| Given records |
● ● ●

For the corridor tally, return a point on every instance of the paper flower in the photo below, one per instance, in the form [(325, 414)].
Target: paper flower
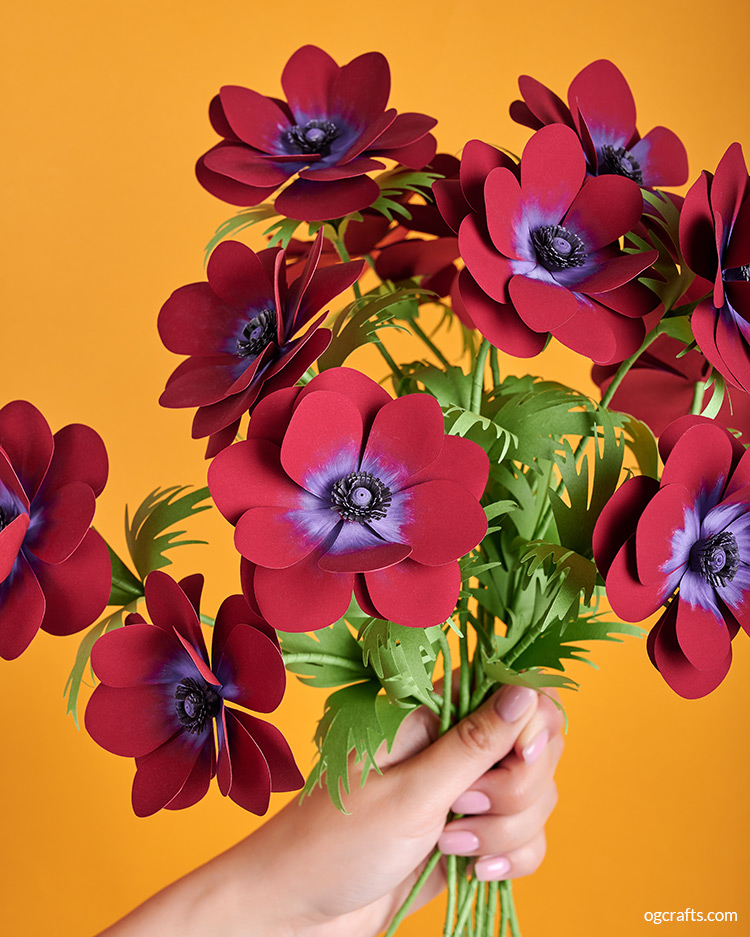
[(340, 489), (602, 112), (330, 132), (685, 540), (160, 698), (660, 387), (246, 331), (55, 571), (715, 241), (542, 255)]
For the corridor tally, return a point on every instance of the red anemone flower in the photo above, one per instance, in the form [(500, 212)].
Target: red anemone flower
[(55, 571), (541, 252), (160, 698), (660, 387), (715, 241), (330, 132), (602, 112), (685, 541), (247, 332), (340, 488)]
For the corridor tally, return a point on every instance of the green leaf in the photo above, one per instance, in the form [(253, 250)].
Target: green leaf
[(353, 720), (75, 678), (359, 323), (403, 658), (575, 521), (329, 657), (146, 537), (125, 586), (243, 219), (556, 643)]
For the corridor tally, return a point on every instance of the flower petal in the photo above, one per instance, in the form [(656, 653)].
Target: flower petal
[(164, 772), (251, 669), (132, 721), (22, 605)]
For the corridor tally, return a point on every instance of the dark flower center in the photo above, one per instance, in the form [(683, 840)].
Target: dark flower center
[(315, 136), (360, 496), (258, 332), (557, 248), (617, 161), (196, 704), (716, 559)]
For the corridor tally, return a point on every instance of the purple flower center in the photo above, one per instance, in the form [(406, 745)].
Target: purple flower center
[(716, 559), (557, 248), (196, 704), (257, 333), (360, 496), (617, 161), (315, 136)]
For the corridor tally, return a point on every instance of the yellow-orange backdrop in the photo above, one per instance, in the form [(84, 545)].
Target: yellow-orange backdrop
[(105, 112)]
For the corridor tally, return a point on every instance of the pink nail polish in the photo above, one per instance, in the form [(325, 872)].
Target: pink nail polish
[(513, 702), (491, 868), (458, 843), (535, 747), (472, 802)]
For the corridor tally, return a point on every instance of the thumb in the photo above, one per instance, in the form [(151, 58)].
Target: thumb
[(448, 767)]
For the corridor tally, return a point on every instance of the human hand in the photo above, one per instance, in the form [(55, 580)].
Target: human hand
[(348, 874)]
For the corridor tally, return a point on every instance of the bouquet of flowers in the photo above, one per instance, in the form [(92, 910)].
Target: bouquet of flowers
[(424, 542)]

● ● ●

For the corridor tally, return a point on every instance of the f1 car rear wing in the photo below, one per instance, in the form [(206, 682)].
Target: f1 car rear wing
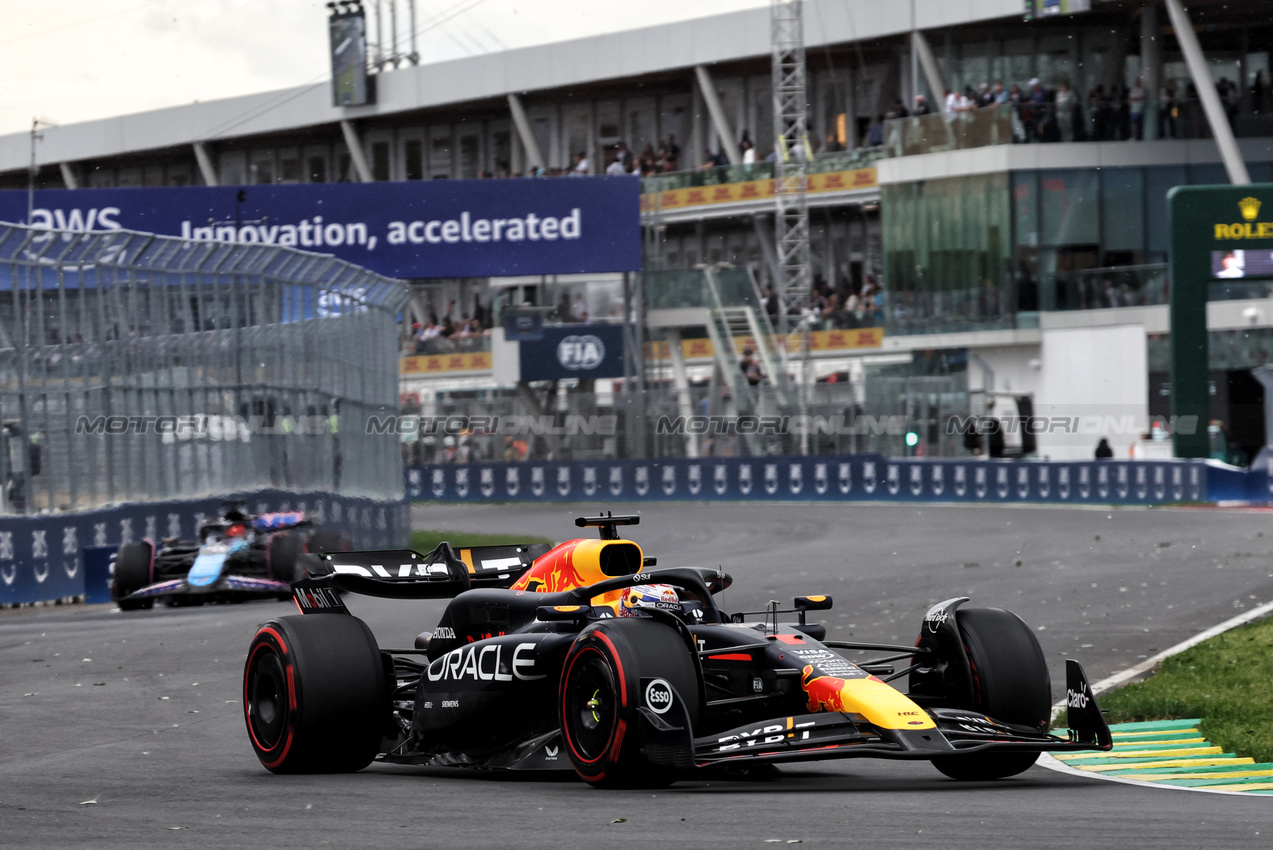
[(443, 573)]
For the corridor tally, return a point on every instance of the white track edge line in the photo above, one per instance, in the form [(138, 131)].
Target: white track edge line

● ● ●

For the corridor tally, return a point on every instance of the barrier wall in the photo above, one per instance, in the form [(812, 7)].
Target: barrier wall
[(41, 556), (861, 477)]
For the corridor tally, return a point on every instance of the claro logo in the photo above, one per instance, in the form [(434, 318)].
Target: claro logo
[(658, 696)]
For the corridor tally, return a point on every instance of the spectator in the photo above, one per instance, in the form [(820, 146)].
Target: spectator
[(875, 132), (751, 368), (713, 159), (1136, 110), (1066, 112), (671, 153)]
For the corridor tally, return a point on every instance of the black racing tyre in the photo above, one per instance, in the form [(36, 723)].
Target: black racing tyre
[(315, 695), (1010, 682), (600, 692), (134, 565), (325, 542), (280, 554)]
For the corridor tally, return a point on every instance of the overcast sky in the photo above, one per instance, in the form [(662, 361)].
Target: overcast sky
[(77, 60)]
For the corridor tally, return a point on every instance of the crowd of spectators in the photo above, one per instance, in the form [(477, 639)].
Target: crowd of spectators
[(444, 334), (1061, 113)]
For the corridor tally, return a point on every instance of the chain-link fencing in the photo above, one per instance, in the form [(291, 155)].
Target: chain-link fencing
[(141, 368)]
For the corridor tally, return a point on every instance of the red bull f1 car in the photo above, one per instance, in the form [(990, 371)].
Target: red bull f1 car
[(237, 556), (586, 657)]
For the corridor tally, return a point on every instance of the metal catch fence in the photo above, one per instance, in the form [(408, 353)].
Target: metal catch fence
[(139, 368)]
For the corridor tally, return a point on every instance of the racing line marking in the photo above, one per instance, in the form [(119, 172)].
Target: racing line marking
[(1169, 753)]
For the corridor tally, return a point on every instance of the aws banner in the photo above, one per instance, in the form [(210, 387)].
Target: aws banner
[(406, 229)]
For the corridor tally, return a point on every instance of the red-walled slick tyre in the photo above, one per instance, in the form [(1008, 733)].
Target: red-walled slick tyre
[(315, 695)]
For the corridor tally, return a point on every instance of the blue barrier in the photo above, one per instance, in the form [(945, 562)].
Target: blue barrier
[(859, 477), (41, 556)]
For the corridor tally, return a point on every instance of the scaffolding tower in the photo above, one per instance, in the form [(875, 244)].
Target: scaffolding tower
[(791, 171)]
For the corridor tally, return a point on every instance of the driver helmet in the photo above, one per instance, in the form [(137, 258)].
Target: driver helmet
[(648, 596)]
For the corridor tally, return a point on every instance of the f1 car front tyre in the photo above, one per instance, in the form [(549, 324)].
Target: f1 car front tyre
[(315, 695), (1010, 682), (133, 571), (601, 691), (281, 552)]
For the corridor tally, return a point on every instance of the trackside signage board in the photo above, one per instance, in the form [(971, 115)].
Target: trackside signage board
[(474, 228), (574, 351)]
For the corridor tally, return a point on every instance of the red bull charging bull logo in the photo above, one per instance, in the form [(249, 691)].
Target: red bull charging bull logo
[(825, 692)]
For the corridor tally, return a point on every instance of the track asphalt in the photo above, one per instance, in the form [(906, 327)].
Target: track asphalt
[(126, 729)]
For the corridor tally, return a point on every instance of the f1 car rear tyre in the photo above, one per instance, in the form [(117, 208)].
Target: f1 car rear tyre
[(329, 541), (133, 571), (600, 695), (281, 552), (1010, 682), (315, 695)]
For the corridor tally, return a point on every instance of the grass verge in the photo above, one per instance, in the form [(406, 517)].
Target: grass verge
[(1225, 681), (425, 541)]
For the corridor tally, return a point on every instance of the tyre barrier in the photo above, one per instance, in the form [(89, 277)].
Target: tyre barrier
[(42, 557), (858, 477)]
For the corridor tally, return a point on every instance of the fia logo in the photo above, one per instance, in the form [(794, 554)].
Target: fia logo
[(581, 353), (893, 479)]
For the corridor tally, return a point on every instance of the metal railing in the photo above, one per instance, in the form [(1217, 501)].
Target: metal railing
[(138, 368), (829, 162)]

● ● ●

| Problem |
Among the records above, locate the line containing "form [(325, 414)]." and the line containing "form [(500, 212)].", then transcribe exactly the lines starting at the first and ending at the second, with no pictures.

| Solved exercise |
For the corridor tally, return a point on every instance of the paper flower in the photo below, one per instance, in the form [(325, 414)].
Target: paper flower
[(340, 489), (602, 112), (330, 132), (685, 540), (160, 698), (660, 387), (246, 331), (55, 571), (715, 241), (542, 255)]
For the corridor tally, return a point on every instance of the red anemone flower in the photo above, one per instance, in the form [(500, 212)].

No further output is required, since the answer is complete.